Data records
* * *
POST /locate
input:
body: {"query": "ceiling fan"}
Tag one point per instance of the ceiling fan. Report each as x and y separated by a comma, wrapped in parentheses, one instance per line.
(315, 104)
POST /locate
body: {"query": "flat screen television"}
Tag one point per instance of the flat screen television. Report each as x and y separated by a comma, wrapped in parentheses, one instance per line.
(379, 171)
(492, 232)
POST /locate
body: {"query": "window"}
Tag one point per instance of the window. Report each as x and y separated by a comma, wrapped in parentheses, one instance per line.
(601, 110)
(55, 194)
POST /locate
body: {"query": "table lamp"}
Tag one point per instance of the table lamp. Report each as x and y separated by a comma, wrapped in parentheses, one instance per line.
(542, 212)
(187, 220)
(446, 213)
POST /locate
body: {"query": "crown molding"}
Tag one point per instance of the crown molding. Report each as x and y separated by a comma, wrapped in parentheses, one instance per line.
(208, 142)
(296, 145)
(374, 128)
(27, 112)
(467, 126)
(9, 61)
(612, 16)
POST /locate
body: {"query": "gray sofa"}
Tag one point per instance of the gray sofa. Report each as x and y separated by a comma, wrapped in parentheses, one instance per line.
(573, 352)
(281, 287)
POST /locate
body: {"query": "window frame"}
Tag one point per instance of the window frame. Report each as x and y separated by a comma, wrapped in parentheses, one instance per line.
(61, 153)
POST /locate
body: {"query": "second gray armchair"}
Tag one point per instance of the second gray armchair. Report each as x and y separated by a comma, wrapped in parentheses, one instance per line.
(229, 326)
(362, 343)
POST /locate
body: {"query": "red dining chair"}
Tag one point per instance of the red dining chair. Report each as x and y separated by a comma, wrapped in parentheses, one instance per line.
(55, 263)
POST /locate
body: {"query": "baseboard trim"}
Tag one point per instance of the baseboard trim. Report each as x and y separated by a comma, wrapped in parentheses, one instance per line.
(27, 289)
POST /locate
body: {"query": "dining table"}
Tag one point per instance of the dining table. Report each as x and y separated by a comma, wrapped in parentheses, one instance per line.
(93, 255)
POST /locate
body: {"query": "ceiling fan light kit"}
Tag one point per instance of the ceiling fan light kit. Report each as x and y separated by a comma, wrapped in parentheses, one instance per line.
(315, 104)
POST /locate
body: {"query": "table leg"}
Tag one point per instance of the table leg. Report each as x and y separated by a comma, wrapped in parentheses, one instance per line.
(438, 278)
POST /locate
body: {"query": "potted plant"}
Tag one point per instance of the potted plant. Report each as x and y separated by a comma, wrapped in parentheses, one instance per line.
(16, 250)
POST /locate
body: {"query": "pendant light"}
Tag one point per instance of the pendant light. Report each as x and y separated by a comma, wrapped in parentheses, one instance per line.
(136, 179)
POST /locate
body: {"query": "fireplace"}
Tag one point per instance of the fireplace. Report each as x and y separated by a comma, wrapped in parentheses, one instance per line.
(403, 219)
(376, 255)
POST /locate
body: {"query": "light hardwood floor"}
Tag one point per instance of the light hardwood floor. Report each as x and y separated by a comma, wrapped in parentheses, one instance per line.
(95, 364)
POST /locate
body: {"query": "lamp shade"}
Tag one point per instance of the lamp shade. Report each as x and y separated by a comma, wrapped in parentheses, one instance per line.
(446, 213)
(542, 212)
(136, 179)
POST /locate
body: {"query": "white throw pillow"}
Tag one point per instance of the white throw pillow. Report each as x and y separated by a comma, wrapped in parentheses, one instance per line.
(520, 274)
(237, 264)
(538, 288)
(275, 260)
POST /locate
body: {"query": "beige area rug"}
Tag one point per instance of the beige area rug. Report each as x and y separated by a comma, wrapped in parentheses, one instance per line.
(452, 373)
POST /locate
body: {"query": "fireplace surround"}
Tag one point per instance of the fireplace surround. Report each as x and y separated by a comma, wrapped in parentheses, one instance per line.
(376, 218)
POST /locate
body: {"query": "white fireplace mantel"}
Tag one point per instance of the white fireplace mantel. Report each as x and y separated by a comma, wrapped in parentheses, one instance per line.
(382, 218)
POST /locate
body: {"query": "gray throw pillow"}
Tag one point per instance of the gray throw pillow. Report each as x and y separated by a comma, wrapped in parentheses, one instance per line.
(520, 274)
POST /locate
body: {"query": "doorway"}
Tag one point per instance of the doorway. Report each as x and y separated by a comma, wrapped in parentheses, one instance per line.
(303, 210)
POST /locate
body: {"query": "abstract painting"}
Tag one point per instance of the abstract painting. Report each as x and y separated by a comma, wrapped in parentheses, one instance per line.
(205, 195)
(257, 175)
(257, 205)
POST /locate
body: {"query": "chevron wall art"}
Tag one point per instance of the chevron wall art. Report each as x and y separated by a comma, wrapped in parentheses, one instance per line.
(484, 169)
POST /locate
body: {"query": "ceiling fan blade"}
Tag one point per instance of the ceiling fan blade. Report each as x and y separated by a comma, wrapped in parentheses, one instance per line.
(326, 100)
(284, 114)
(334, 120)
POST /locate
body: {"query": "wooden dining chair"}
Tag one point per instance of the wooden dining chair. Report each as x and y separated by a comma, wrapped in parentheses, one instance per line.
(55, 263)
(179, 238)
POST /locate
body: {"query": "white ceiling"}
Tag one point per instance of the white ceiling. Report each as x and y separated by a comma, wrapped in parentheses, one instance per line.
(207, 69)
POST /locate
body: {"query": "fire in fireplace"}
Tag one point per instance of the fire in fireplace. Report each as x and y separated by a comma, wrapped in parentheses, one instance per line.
* * *
### What the task requires:
How many lines of the material above contain the word "plant"? Reply with the number alone.

### Complete answer:
2